▸ Job:
Count the lines in the items below that contain the string "given". Give only that number.

▸ Input data:

--- --- ---

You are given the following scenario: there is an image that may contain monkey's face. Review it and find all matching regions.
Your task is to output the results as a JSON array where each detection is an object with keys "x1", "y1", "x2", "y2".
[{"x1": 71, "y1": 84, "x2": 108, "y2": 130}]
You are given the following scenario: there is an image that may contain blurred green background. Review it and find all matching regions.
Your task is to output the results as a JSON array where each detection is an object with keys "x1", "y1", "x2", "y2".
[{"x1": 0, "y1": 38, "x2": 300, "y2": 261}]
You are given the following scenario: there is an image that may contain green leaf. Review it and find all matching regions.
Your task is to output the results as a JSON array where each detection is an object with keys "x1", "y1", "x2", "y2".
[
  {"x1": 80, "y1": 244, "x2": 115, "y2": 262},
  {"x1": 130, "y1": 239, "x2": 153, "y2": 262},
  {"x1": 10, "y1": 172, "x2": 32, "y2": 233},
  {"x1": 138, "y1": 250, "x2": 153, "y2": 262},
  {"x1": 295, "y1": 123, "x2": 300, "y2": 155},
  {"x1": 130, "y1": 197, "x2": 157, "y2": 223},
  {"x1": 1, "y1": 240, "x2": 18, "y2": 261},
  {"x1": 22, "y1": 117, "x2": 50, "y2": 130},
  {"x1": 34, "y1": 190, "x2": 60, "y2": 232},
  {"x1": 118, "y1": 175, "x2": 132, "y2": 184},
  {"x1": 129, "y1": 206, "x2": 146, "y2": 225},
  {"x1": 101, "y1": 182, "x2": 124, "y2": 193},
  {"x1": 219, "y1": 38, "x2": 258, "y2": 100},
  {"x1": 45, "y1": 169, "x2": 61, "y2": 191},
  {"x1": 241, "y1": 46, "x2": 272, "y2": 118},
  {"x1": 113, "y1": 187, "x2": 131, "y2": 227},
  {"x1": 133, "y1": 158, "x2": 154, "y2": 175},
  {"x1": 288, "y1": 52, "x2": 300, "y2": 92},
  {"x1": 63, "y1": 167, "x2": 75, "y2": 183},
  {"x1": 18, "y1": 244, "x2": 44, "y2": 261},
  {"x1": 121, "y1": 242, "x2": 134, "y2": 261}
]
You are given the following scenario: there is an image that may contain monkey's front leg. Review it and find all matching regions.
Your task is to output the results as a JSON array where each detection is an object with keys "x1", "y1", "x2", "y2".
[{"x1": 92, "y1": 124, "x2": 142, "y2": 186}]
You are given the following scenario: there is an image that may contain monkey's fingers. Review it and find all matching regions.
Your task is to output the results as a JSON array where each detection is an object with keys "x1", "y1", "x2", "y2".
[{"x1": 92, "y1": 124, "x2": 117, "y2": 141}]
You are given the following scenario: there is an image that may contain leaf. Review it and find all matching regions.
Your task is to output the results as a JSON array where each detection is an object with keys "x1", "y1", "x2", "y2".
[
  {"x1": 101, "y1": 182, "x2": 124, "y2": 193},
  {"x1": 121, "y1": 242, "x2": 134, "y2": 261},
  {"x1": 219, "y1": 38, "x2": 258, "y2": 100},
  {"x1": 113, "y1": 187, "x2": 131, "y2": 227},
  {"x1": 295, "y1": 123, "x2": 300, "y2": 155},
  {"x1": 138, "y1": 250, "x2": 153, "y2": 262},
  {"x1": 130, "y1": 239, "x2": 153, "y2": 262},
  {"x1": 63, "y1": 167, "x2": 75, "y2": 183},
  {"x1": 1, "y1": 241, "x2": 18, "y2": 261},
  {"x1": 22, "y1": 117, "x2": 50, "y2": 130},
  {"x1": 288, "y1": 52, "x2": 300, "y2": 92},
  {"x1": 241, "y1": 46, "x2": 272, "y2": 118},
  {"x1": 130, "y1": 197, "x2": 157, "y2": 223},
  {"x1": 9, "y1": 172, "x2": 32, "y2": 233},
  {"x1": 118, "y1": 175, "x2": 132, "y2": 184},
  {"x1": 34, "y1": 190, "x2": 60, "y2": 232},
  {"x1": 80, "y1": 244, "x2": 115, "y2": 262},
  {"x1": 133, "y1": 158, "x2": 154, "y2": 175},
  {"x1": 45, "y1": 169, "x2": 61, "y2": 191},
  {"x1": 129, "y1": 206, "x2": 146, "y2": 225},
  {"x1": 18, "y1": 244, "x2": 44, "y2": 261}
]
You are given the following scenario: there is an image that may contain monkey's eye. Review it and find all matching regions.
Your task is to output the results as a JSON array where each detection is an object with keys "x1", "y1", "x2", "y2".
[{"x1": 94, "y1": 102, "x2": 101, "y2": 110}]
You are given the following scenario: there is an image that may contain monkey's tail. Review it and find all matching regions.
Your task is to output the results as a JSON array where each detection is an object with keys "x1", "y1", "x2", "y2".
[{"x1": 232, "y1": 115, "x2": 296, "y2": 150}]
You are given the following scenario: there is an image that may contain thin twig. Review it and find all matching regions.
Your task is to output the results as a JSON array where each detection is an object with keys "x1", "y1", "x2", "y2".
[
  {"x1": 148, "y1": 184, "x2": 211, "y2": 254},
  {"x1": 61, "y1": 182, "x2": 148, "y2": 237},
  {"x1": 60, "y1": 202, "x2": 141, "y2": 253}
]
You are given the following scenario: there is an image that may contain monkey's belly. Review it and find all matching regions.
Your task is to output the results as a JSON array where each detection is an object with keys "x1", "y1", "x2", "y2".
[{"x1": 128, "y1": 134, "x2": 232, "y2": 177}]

--- --- ---

▸ Written answer:
10